Object position labeling entries
━━━━━━━━

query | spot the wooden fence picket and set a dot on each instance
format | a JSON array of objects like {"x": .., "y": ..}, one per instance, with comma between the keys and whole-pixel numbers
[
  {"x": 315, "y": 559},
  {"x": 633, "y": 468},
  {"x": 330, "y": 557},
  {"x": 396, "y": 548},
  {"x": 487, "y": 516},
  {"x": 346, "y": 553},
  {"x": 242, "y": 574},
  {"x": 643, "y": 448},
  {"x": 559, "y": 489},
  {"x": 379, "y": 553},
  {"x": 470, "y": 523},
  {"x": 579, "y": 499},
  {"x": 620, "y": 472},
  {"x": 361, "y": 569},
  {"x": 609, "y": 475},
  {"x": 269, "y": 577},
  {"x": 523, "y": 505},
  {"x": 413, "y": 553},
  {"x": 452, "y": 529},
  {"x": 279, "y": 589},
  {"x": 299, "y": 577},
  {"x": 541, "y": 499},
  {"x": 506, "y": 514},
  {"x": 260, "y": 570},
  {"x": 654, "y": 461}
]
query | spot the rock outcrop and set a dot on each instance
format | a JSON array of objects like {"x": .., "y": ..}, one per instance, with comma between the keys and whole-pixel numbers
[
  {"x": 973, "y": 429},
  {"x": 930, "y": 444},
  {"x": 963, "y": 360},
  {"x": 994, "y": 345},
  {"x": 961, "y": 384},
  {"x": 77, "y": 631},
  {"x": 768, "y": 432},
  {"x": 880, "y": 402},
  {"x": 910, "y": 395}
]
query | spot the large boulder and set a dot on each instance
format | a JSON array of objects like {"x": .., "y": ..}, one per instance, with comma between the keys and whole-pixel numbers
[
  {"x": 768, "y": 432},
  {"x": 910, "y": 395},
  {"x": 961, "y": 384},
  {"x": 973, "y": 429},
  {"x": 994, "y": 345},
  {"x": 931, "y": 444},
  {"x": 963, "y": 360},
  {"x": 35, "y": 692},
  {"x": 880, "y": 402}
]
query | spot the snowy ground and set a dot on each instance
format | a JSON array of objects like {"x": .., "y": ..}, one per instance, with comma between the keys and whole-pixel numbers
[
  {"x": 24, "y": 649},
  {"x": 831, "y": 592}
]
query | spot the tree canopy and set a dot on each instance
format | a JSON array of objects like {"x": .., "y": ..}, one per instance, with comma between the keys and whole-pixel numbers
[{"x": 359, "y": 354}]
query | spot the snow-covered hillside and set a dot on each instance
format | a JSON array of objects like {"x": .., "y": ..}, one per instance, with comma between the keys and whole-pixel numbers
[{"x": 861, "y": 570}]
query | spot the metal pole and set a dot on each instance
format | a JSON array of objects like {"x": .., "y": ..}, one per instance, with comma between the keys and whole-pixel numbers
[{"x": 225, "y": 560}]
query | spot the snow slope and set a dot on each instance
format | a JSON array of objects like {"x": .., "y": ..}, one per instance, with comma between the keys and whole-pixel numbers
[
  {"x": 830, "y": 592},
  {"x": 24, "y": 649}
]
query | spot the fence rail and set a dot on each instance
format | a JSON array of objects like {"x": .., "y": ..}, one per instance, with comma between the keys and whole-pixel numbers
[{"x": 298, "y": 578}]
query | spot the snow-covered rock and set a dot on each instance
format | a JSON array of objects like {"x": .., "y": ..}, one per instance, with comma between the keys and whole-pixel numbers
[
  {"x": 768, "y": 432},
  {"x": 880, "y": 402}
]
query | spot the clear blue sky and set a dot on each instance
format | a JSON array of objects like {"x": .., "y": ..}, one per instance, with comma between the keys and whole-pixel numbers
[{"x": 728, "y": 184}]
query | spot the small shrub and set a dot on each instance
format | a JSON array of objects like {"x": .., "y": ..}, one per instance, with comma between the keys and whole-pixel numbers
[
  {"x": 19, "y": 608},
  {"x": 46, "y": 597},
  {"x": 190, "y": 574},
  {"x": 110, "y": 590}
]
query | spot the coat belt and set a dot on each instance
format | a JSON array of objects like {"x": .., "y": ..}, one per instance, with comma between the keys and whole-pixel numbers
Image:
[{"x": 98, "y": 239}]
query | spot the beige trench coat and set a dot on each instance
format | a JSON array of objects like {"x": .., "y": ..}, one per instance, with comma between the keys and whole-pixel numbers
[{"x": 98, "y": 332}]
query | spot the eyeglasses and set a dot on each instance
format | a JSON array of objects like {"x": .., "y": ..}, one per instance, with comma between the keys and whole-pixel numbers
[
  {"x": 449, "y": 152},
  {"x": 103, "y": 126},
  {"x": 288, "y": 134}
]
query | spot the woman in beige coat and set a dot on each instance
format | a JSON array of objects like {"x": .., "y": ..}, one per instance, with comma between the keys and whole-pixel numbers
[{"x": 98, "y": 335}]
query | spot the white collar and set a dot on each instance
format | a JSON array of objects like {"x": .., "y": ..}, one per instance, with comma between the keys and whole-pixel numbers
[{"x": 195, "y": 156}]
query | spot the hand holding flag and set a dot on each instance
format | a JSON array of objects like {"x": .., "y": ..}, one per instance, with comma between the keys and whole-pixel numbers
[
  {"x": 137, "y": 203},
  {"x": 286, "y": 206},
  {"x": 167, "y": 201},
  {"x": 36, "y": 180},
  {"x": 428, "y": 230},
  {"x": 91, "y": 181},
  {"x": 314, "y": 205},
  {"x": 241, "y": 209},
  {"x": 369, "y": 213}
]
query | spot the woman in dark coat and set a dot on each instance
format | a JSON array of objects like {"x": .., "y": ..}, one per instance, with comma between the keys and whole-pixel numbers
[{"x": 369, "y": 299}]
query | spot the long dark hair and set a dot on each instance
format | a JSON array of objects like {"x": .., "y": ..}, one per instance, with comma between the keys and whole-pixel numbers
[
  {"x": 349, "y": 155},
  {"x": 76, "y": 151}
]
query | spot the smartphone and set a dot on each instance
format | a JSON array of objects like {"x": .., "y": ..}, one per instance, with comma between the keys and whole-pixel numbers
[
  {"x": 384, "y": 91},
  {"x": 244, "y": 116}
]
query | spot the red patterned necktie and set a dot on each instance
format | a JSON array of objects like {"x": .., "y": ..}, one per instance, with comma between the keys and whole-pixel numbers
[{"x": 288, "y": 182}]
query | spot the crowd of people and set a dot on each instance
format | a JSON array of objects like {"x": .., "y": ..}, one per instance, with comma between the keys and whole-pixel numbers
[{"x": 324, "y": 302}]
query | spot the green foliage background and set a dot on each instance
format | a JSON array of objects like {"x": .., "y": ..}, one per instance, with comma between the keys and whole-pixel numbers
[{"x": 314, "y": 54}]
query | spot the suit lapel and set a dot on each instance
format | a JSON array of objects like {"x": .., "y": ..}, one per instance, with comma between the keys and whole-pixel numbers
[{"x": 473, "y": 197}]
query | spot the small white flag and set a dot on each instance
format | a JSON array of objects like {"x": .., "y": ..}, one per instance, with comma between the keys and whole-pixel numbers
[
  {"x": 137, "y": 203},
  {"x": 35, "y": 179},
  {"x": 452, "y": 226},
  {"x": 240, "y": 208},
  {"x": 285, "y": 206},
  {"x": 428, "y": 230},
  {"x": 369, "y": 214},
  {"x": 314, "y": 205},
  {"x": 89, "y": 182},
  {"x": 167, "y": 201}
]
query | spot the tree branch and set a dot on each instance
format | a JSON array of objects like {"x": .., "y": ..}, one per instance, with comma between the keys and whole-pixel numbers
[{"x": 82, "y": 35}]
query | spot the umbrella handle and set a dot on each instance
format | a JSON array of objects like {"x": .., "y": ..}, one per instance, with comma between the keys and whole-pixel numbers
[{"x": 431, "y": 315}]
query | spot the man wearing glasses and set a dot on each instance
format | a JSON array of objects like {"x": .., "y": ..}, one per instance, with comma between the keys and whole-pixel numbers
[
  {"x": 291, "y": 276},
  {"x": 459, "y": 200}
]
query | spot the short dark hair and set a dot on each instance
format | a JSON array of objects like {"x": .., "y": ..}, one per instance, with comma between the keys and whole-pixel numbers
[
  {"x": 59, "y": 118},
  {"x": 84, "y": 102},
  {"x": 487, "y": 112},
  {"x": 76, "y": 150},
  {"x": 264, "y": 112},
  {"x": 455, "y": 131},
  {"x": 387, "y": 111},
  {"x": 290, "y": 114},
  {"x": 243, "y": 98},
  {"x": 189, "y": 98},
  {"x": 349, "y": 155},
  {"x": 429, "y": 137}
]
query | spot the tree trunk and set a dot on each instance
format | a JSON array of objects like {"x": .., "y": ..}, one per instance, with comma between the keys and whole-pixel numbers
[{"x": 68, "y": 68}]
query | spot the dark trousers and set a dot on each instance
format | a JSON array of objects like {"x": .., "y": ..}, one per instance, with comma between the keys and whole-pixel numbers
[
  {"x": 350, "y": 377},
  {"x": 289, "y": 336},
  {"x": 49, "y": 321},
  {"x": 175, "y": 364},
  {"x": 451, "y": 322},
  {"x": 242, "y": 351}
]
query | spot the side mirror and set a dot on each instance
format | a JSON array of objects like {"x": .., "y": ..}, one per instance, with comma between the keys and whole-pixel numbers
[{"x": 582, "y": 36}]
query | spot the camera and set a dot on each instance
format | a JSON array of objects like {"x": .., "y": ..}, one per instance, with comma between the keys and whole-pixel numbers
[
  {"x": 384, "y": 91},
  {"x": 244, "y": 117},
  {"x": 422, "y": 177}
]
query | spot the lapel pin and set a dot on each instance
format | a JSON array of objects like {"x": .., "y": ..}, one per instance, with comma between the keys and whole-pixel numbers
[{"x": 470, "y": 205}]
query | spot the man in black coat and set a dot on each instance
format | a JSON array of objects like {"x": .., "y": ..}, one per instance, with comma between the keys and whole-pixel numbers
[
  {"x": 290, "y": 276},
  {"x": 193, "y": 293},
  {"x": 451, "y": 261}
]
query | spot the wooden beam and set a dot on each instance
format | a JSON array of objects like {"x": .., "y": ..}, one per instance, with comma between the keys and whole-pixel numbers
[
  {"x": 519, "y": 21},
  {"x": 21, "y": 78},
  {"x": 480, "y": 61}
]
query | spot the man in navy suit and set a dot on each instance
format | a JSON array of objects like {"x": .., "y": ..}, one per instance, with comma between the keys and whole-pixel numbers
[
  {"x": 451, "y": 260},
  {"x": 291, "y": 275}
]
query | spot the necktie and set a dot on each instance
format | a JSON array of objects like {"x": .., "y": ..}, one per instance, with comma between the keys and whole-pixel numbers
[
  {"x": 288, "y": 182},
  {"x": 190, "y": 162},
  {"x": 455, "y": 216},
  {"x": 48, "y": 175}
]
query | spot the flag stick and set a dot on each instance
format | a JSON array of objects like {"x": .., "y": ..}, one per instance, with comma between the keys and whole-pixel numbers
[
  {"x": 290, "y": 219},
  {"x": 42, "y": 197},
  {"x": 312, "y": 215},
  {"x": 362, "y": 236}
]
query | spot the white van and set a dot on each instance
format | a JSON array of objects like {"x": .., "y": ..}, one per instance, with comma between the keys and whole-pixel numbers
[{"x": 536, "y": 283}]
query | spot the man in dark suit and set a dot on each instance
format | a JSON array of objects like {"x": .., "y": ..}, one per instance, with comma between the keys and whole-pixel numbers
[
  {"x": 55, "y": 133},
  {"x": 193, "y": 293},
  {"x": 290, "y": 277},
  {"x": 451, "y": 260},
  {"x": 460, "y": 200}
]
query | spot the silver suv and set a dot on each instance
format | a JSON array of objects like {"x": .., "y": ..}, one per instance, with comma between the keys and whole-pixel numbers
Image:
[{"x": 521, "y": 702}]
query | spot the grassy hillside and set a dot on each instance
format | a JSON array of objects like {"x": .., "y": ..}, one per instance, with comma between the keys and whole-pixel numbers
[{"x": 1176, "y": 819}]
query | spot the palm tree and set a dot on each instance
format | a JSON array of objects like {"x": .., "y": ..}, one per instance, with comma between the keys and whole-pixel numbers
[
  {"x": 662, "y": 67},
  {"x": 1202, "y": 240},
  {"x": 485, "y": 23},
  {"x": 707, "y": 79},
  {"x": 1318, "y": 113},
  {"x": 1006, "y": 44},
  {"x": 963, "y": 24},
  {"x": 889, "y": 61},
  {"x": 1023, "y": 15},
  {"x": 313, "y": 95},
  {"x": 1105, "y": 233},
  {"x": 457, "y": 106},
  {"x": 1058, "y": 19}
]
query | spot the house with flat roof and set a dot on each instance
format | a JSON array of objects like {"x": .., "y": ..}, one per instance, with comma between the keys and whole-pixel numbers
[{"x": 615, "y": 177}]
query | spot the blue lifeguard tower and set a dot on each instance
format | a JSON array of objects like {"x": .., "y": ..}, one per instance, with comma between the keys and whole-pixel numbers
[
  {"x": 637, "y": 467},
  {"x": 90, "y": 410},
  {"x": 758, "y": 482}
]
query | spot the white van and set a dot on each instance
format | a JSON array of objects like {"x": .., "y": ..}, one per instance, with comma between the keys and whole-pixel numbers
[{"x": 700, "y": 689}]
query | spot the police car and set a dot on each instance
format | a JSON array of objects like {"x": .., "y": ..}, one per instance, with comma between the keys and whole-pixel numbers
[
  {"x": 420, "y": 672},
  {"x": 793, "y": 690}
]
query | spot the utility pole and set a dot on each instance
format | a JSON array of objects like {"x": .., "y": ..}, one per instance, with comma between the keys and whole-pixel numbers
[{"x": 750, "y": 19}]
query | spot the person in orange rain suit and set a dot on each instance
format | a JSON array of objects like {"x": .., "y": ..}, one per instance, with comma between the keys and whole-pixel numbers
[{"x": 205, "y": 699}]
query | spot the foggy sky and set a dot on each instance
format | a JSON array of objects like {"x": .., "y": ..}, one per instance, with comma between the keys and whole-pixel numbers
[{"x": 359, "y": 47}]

━━━━━━━━

◆ WHAT IS REQUIRED
Repeat exactly the lines from the line containing "query | spot the house" through the end of the listing above; both boundary lines are part of the output.

◆ EXERCISE RESPONSE
query | spot the house with flat roof and set a dot on each instance
format | a JSON array of objects like {"x": .., "y": ..}, one per instance, with comma between the keys and whole-pixel numbers
[{"x": 615, "y": 177}]
query | spot the blue lifeguard tower and set a dot on each instance
format | a JSON array of objects like {"x": .., "y": ..}, one per instance, with comma between the keys and whole-pixel numbers
[
  {"x": 637, "y": 467},
  {"x": 90, "y": 410},
  {"x": 758, "y": 482}
]
query | spot the white van and set a dot on each instance
format | a JSON array of objects like {"x": .., "y": ..}, one per instance, with comma between the keys and whole-pixel numbers
[{"x": 700, "y": 689}]
query | spot the police car and set a dot on each instance
format | a JSON array of objects like {"x": .., "y": ..}, one per instance, with comma between the keys and whole-pixel numbers
[
  {"x": 420, "y": 672},
  {"x": 793, "y": 690}
]
query | spot the utility pole and set a dot on each instance
format | a JSON array of objects like {"x": .., "y": ..}, one per instance, with comma between the keys and whole-pixel numbers
[{"x": 750, "y": 19}]
query | spot the person in orange rain suit and set a dot on each instance
format | a JSON array of objects like {"x": .., "y": ..}, one per instance, with comma between the keys and whole-pixel numbers
[{"x": 205, "y": 699}]
query | spot the foggy sky and set a dot on each instance
format | a JSON array of objects like {"x": .., "y": ..}, one per instance, with comma between the keys and whole-pixel numbers
[{"x": 359, "y": 47}]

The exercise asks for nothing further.